### PROBLEM TO WORK ON
Can you rewrite the lines below, from the line with "Reviewer note: confirm each instance of the sweaty" to the line with "pixel 367 324", both included, as a JSON list of strings with one string per line and no blank lines?

Location labeling records:
## BEGIN

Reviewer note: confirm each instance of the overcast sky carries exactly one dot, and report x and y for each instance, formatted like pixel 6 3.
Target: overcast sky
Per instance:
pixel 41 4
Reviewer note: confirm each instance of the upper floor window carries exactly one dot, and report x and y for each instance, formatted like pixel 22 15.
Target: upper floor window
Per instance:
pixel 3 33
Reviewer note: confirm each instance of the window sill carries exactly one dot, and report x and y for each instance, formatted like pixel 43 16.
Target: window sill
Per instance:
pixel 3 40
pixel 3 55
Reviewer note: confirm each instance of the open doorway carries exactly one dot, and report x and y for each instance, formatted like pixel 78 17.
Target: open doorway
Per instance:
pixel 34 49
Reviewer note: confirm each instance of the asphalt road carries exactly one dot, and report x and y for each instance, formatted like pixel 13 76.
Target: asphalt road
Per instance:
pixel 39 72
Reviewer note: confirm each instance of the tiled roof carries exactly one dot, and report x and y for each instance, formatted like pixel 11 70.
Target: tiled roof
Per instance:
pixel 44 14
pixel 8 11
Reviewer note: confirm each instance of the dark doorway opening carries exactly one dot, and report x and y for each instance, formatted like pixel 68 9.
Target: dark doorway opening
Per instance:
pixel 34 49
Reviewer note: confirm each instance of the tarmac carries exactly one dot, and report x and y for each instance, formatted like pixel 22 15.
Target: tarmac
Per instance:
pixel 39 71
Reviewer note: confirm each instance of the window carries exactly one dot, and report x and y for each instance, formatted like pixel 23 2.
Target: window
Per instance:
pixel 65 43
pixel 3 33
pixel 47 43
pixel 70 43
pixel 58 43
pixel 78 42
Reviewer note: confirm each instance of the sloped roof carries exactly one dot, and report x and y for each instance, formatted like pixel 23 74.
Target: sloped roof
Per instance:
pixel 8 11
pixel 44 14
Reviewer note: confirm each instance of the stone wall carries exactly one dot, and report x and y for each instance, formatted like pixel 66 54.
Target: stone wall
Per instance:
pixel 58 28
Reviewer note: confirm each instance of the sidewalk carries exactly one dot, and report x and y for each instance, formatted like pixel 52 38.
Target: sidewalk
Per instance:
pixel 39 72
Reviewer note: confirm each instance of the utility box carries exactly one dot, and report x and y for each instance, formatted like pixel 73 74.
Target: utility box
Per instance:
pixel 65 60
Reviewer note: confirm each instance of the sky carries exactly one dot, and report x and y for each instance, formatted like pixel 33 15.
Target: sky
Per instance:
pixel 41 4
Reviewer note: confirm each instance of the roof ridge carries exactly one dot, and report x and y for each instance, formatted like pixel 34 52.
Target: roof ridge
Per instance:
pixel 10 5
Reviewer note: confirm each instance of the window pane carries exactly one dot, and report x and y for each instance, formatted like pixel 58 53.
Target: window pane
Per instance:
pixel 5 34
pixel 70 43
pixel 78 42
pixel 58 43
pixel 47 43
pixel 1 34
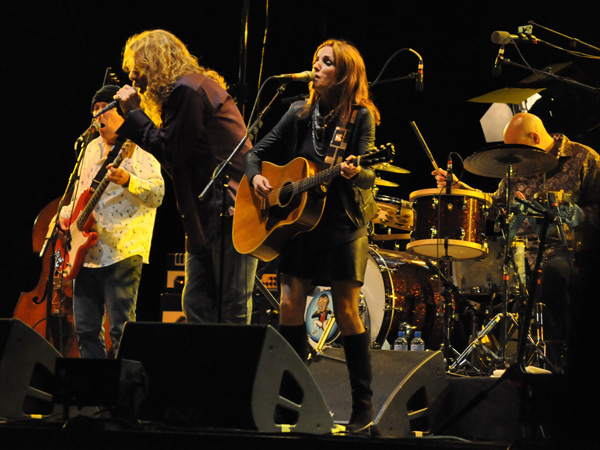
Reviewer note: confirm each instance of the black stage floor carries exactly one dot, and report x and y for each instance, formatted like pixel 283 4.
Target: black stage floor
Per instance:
pixel 239 394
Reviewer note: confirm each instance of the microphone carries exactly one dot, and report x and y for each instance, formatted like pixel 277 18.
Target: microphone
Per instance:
pixel 306 77
pixel 87 134
pixel 449 175
pixel 498 63
pixel 419 80
pixel 108 107
pixel 504 37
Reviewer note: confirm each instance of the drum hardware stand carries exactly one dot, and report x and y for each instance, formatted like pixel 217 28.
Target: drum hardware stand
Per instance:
pixel 550 215
pixel 450 288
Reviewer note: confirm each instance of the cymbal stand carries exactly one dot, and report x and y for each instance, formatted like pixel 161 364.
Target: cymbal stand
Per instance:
pixel 449 289
pixel 505 263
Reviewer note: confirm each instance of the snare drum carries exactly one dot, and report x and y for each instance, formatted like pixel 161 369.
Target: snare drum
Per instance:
pixel 394 213
pixel 449 224
pixel 484 276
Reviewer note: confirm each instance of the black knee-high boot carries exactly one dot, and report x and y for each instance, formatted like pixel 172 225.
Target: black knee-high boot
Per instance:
pixel 358 360
pixel 296 337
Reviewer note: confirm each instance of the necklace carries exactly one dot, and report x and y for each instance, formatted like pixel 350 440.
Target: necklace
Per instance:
pixel 319 125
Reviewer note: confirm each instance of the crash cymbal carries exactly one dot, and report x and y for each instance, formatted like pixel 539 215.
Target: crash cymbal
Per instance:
pixel 382 182
pixel 525 161
pixel 389 168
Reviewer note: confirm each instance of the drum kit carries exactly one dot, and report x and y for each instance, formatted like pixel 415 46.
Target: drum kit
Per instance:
pixel 449 268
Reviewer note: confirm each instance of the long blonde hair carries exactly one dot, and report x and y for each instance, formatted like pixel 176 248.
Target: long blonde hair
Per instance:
pixel 351 81
pixel 163 59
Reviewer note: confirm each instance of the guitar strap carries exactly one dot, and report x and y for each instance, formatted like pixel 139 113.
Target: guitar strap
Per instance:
pixel 339 141
pixel 109 159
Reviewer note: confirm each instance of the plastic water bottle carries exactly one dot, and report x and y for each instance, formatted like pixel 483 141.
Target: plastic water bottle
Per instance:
pixel 401 343
pixel 417 344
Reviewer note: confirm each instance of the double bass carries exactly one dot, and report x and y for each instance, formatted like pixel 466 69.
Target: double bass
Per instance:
pixel 48 308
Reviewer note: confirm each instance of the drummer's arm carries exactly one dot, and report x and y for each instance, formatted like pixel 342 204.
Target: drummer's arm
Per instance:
pixel 440 178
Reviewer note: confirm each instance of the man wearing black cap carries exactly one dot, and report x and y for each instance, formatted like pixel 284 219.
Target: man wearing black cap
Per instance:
pixel 124 216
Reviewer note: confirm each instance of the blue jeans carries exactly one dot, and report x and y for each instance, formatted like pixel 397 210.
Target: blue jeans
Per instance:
pixel 201 289
pixel 114 288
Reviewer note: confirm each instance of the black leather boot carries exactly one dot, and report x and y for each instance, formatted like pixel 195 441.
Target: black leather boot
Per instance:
pixel 358 360
pixel 296 337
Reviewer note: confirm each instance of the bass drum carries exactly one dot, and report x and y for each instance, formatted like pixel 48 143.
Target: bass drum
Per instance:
pixel 401 292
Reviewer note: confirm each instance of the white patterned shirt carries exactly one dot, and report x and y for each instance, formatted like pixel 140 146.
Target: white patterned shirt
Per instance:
pixel 124 214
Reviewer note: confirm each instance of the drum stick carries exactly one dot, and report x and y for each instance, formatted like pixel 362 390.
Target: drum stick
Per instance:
pixel 424 144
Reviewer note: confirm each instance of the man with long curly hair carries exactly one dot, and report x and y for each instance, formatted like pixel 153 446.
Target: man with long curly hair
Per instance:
pixel 181 113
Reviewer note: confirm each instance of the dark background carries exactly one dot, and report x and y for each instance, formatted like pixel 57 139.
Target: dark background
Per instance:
pixel 55 54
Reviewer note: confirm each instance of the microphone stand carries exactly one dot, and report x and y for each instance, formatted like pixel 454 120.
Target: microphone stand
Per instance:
pixel 56 332
pixel 219 173
pixel 507 61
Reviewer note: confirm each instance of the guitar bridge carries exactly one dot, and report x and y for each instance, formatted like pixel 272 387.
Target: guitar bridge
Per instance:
pixel 264 209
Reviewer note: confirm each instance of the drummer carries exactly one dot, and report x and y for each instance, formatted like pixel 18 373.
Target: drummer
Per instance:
pixel 578 174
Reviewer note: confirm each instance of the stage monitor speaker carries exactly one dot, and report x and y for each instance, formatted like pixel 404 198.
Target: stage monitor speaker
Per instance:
pixel 224 376
pixel 408 388
pixel 27 363
pixel 116 385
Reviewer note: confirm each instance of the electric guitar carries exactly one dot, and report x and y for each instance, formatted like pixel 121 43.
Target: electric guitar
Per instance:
pixel 262 226
pixel 70 252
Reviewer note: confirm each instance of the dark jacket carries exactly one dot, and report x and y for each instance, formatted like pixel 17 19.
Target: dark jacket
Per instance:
pixel 201 127
pixel 281 145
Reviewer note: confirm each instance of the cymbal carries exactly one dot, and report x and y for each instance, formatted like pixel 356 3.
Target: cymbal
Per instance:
pixel 525 161
pixel 382 182
pixel 389 168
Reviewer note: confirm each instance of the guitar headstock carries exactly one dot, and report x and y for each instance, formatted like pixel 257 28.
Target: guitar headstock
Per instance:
pixel 128 149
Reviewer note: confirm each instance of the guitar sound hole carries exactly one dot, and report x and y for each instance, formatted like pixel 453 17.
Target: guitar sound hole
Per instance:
pixel 286 194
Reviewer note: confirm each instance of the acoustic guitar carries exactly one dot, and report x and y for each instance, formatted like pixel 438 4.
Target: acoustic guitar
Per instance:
pixel 261 226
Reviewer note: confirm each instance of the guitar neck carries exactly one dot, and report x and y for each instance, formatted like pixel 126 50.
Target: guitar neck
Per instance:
pixel 93 201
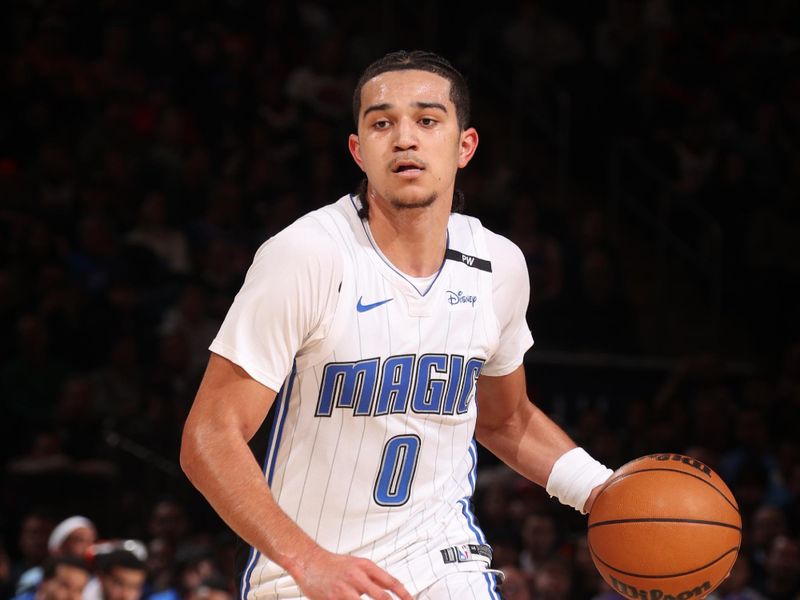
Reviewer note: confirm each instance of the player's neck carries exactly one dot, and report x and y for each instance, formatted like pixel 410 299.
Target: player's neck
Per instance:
pixel 414 240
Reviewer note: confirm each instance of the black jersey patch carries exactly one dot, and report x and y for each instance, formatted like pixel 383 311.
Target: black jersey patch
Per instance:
pixel 470 261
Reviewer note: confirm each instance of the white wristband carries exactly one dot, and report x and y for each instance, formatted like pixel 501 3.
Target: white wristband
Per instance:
pixel 575 474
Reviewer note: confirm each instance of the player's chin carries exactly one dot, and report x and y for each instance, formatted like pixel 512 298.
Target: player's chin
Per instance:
pixel 413 201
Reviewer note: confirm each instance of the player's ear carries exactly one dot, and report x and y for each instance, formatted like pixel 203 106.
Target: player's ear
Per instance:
pixel 354 146
pixel 469 143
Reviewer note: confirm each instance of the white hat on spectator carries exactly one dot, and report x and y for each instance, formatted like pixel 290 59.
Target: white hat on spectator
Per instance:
pixel 64 529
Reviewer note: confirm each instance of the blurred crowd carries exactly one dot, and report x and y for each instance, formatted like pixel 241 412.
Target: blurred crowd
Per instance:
pixel 147 149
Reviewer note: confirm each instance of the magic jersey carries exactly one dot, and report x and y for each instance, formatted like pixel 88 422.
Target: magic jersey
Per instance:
pixel 371 450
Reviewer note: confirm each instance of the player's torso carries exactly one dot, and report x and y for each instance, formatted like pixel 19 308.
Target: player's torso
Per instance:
pixel 372 445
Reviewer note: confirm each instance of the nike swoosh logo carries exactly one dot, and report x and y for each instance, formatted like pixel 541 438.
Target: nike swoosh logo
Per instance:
pixel 365 307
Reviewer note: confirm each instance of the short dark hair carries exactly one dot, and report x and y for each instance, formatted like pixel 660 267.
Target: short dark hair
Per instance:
pixel 418 60
pixel 50 566
pixel 119 558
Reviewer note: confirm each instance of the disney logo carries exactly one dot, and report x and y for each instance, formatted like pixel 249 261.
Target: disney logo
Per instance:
pixel 460 298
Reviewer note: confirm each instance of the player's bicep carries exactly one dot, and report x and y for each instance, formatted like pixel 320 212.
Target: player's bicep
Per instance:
pixel 229 399
pixel 501 401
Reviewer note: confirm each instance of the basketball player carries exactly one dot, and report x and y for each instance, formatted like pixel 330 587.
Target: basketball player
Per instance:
pixel 388 334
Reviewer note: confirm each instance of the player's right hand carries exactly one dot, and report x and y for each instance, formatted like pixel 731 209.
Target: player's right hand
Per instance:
pixel 328 576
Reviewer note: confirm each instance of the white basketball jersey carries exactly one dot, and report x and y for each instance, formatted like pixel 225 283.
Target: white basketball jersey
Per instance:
pixel 371 450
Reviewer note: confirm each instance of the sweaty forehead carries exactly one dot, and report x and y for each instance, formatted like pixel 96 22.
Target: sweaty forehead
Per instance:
pixel 405 87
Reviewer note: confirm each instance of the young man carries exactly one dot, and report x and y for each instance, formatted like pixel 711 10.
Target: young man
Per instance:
pixel 121 576
pixel 63 578
pixel 367 324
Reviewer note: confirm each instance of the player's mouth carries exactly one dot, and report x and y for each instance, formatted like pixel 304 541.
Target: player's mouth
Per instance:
pixel 407 168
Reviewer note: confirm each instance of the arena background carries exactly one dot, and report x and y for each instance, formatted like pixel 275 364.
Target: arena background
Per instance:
pixel 644 155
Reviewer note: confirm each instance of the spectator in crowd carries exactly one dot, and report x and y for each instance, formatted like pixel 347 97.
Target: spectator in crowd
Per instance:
pixel 70 537
pixel 63 578
pixel 121 575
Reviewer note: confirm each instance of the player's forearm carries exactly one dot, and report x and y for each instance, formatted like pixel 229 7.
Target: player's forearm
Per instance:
pixel 220 465
pixel 528 441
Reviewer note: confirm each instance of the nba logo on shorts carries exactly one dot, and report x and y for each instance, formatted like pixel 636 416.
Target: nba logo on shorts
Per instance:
pixel 463 553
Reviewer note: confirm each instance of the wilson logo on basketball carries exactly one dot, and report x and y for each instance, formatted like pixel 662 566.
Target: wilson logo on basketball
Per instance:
pixel 631 591
pixel 687 460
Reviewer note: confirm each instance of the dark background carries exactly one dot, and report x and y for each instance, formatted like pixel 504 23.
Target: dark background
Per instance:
pixel 643 154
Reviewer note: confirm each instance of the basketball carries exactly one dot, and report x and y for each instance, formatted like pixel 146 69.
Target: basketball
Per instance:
pixel 665 527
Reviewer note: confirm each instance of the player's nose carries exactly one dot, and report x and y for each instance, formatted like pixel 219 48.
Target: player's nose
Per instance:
pixel 405 135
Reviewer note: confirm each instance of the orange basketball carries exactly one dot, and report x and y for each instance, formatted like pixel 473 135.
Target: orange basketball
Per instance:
pixel 665 527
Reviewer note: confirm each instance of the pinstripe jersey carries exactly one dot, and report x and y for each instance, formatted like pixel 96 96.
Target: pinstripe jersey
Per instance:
pixel 371 450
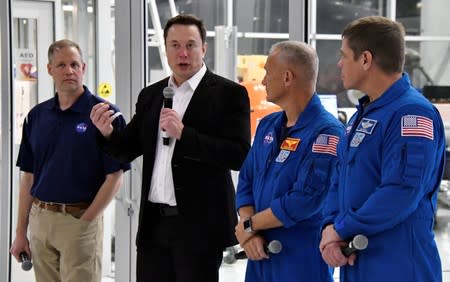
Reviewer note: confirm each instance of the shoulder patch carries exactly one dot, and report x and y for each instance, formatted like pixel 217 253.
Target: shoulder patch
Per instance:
pixel 290 144
pixel 326 144
pixel 366 125
pixel 417 126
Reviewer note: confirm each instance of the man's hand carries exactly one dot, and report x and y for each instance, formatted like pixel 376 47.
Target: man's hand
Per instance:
pixel 330 248
pixel 329 235
pixel 241 234
pixel 20 245
pixel 171 123
pixel 332 255
pixel 254 248
pixel 102 117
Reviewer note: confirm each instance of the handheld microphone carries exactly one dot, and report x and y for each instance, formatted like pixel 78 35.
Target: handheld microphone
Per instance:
pixel 168 94
pixel 26 262
pixel 358 243
pixel 274 247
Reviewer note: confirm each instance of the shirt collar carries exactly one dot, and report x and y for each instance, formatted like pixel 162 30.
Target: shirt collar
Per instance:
pixel 193 82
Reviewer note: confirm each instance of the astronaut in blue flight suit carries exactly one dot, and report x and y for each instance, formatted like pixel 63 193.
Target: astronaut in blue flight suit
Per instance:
pixel 285 178
pixel 391 161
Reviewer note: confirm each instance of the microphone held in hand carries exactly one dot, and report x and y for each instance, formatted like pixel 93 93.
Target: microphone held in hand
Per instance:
pixel 26 262
pixel 168 94
pixel 274 247
pixel 358 243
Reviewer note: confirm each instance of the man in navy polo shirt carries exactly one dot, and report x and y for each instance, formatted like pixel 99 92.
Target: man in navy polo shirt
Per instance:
pixel 66 181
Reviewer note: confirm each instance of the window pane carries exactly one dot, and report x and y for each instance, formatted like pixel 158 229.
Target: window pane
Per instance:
pixel 333 16
pixel 262 16
pixel 427 63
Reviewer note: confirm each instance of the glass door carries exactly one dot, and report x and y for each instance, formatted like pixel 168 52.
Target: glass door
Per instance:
pixel 32 33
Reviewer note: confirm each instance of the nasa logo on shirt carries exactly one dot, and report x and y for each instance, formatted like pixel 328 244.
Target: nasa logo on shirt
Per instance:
pixel 282 156
pixel 81 127
pixel 268 138
pixel 366 125
pixel 357 139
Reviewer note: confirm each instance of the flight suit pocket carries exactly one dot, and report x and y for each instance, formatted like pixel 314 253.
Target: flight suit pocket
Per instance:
pixel 413 160
pixel 318 177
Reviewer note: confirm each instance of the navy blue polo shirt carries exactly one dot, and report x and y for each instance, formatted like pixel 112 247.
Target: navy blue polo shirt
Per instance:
pixel 60 149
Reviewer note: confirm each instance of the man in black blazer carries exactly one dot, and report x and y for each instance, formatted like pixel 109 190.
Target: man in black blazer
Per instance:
pixel 187 213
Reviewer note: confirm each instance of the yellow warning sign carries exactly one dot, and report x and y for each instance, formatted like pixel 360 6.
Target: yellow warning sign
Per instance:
pixel 104 90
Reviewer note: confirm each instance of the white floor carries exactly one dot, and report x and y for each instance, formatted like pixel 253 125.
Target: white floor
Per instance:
pixel 235 272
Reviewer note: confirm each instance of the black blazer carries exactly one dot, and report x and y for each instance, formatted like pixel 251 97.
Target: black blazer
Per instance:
pixel 215 139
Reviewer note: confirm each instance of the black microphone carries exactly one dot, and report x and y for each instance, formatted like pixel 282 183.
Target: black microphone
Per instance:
pixel 274 247
pixel 168 94
pixel 358 243
pixel 26 262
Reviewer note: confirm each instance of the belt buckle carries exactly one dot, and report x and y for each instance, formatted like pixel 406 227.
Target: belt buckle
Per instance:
pixel 168 210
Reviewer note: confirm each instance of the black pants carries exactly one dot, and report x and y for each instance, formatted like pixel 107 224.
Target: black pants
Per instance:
pixel 169 254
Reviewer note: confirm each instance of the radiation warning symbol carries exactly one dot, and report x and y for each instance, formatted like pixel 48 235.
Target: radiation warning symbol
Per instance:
pixel 104 90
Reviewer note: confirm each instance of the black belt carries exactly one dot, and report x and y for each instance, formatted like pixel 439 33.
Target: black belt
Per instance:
pixel 166 210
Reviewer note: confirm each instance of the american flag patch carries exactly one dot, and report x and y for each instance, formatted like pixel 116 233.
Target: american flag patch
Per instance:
pixel 418 126
pixel 326 144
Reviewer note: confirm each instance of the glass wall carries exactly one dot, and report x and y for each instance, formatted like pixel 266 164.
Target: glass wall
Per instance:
pixel 260 24
pixel 427 42
pixel 80 26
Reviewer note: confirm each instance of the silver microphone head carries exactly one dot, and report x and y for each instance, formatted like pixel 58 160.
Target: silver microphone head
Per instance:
pixel 275 247
pixel 360 242
pixel 27 265
pixel 168 92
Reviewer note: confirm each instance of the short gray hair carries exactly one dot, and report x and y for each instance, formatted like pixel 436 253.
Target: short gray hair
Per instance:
pixel 301 57
pixel 60 44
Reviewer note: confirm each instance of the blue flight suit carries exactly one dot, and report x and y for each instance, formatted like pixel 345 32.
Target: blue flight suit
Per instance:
pixel 291 175
pixel 391 162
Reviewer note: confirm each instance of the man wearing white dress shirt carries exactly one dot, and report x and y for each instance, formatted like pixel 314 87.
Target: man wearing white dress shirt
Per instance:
pixel 187 214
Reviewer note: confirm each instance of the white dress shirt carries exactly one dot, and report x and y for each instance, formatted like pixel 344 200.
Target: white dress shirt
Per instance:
pixel 161 188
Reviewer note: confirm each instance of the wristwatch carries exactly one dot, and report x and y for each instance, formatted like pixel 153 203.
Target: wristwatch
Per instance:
pixel 248 225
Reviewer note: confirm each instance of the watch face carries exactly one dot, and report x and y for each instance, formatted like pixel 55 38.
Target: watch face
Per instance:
pixel 248 225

## END

### RESULT FOR THIS TASK
[
  "Reviewer note: confirm each instance of the sweaty forehead carries exactly one dot, and report x and y for each instance, formatted like pixel 96 22.",
  "Target: sweaty forehead",
  "Per instance:",
  "pixel 405 87",
  "Reviewer note: confirm each instance of the young man carries exactly one dot, and report x and y for each instance, formatted like pixel 711 10.",
  "Target: young man",
  "Per instance:",
  "pixel 121 576",
  "pixel 63 578",
  "pixel 367 324"
]